### EXERCISE 1
In the Arkansas Blog post on newly filed legislation, reproduce word for word the passage from "Monday, January 26, 2015" to "on a diagnosis.".
### EXERCISE 2
According to the Arkansas Blog post on newly filed legislation, what tax would Rep. Charles Blake's bill place on e-cigarettes?
### EXERCISE 3
Continue the Arkansas Blog post on newly filed legislation, starting after its last sentence.

The legislative hopper: A tax on vaping; health care 'deform' from self-dealing legislator: UPDATE | Arkansas Blog

Monday, January 26, 2015

The legislative hopper: A tax on vaping; health care 'deform' from self-dealing legislator: UPDATE

Posted By on Mon, Jan 26, 2015 at 2:11 PM

Legislation filed today:

* E-CIGARETTES: This bill by Rep. Charles Blake of  Little Rock would tax e-cigarettes — 7.5 cents per fluid milliliter of consumable product sold. The money would be split in equal parts among early childhood education, adult services fund, veterans and general revenues.  

* ATTACK ON HEALTH PROGRAM: Newly elected Tea Party legislators from Jonesboro have tossed in this bill to eviscerate a successful health program. It would essentially undo the payment improvement initiative that has saved Medicaid signifcant sums. Sen. Cooper and Rep. Sullivan want to prohibit reimbursement based on "episodes of care" or anything that put a predetermined aggregate limit on a diagnosis.

And you wonder why we have runaway health care costs.

It remains to be seen if the Jonesboro posse — still adamantly opposed to the private option — can muster any support for this bad idea.

Speaking of Rep. Dan Sullivan: He's the guy who runs a big behavioral health service and — in the great tradition of self-dealing legislators — has introduced a bill to kill  that's supposed to measure the effectiveness of the service he gets millions in tax money to provide. Claudia Lauer had the details in a Sunday story in the Arkansas Democrat-Gazette.

### EXERCISE DATA
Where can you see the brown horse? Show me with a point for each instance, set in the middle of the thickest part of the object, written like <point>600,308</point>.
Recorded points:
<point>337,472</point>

### EXPECTED ANSWER 1
Monday, January 26, 2015

The legislative hopper: A tax on vaping; health care 'deform' from self-dealing legislator: UPDATE

Posted By on Mon, Jan 26, 2015 at 2:11 PM

Legislation filed today:

* E-CIGARETTES: This bill by Rep. Charles Blake of  Little Rock would tax e-cigarettes — 7.5 cents per fluid milliliter of consumable product sold. The money would be split in equal parts among early childhood education, adult services fund, veterans and general revenues.  

* ATTACK ON HEALTH PROGRAM: Newly elected Tea Party legislators from Jonesboro have tossed in this bill to eviscerate a successful health program. It would essentially undo the payment improvement initiative that has saved Medicaid signifcant sums. Sen. Cooper and Rep. Sullivan want to prohibit reimbursement based on "episodes of care" or anything that put a predetermined aggregate limit on a diagnosis.

### EXPECTED ANSWER 2
7.5 cents per fluid milliliter of consumable product sold.

### EXPECTED ANSWER 3
UPDATE: The Department of Human Services, which oversees the Payment Improvement Initiative, is unhappy about Sullivan's bill to gut the Medicaid savings program. A statement from spokesperson Amy Webb:

We’d be very concerned if this bill passed. The state’s budget is built based on the Arkansas Health Care Payment Improvement Initiative continuing. Since the initiative began, we’ve seen historically low growth rates in the Medicaid program. We can’t say that the initiative is the sole factor, but it certainly is a contributing factor. Moreover, if this bill is passed it likely would put a $42 million federal grant for the initiative at risk. Lastly, first year results showed that the initiative is improving patient care. So we’ll work with Legislative leadership and the Governor’s office to address the bill.